• Exercise inputs
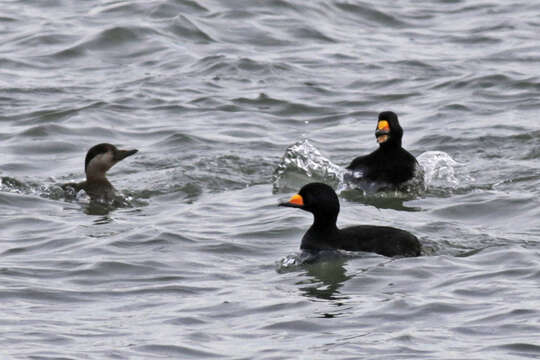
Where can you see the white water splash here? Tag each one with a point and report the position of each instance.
(439, 169)
(303, 162)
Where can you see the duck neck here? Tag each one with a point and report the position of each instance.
(324, 222)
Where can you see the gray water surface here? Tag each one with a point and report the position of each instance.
(201, 263)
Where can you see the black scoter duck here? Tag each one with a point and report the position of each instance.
(390, 165)
(322, 201)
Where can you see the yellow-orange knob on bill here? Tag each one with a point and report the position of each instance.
(296, 200)
(383, 125)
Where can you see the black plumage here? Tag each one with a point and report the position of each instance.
(390, 165)
(322, 201)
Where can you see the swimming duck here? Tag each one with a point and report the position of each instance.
(390, 165)
(99, 159)
(322, 201)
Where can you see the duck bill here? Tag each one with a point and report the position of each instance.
(122, 154)
(382, 133)
(295, 201)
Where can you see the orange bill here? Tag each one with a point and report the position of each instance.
(383, 125)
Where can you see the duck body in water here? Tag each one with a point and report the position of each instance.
(390, 165)
(322, 201)
(99, 159)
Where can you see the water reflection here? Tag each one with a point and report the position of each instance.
(326, 278)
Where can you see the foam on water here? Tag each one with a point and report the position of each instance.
(303, 162)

• Work required
Format every line of the records above as a JSON list of strings, one string per line, with blank lines and the picture line left out.

• Task output
[
  "Where can you see the white water splash here? Tag each one with a point and report the position of each instance.",
  "(439, 169)",
  "(303, 162)",
  "Where can you see the duck neck here? Tag each one with a point and report the position of each instance.",
  "(324, 222)",
  "Where can you see the gray water surface here? Tag each one with a point and report the position of each instance.",
  "(201, 263)",
  "Where can you see the black scoter duck here? Tag each one with a point and report the position of each instance.",
  "(390, 165)",
  "(322, 201)",
  "Where can you see the yellow-orange knob on bill here? Tag each one with a point and report the position of each instance.",
  "(296, 200)",
  "(383, 125)",
  "Where can you see the black plumage here? Tag each one with a point and report the position of each instance.",
  "(390, 165)",
  "(322, 201)",
  "Where can you see the swimming duck here? Tag each one with a point and report the position of each instance.",
  "(390, 165)",
  "(99, 159)",
  "(322, 201)",
  "Where can you see the duck bill here? Tag each one with a point and report the position of each instance.",
  "(122, 154)",
  "(382, 133)",
  "(295, 201)",
  "Where can you see the orange bill here? Tag each one with a point and report the position of each instance.",
  "(383, 125)",
  "Where can you see the duck body in water here? Tag each one with a point and report the position of each instance.",
  "(390, 165)",
  "(322, 201)",
  "(99, 159)",
  "Where can you see the water reflection here? Tag each one with a point and report the position of each instance.",
  "(326, 278)",
  "Where can you see the foam on water here? Tag each one with a point and report the position of each instance.",
  "(303, 162)"
]